Work to do
Pull out every line of the listing below that contains the word "cabinet", treating uppercase and lowercase as distinct.
%%
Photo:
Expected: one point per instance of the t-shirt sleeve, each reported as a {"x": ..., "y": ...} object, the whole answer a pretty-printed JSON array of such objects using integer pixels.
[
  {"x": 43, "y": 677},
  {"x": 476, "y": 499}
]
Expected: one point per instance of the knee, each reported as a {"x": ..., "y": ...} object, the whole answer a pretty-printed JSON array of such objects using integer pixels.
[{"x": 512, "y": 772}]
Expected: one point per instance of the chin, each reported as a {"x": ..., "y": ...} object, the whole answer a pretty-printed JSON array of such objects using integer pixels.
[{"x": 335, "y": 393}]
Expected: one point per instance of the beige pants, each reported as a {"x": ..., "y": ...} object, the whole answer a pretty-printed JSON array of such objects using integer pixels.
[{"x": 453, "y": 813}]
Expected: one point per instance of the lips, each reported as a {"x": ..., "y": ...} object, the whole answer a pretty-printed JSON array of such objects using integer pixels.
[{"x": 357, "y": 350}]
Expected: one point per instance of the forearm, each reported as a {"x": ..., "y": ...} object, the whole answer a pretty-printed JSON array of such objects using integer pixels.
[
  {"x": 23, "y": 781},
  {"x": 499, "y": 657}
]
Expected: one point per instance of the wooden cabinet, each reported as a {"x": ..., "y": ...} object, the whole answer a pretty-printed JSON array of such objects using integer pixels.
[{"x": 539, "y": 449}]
%%
%%
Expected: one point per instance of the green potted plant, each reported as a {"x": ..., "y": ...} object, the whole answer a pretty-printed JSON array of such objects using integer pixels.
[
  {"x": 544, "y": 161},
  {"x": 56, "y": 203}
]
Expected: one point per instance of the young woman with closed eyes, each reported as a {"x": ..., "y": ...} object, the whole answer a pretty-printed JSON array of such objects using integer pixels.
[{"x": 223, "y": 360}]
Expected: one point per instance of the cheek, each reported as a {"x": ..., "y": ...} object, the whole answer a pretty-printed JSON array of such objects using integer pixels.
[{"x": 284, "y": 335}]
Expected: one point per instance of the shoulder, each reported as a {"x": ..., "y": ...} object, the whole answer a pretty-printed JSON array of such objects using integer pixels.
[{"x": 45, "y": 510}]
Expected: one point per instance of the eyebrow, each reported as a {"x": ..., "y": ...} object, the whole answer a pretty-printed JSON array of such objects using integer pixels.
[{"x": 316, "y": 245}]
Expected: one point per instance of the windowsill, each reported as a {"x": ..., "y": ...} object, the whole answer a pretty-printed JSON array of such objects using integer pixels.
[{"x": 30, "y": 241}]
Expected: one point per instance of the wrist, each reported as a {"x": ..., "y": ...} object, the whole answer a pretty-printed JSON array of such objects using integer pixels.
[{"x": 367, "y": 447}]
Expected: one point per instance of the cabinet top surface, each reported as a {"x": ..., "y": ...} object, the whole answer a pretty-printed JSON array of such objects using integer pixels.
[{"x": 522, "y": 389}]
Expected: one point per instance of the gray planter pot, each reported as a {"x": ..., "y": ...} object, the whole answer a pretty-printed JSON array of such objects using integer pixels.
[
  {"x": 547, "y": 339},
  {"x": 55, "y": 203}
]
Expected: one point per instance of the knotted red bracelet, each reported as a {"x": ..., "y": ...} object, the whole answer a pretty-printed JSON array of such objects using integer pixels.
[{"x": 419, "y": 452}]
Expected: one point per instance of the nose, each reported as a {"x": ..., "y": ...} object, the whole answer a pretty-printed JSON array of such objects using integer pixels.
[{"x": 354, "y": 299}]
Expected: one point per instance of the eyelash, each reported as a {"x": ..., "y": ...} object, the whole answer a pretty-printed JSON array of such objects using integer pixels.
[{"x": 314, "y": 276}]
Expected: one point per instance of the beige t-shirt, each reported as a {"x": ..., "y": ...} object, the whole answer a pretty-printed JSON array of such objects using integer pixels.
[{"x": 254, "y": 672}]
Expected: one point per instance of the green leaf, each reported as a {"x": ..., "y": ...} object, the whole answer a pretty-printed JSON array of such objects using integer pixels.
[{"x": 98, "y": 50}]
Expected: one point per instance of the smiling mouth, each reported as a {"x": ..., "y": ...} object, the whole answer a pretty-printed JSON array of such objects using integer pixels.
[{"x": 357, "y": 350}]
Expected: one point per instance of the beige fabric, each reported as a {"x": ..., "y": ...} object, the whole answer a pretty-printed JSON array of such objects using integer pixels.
%%
Result
Expected: one point per instance of the wooden cabinet, each reported as a {"x": ..., "y": ...} object, the whole answer a pretty-printed JSON array of such objects using integer pixels.
Expected: one point per instance of the cabinet top surface, each reported as a {"x": ..., "y": ...} object, the whole answer a pretty-printed JSON array of such objects using integer pixels.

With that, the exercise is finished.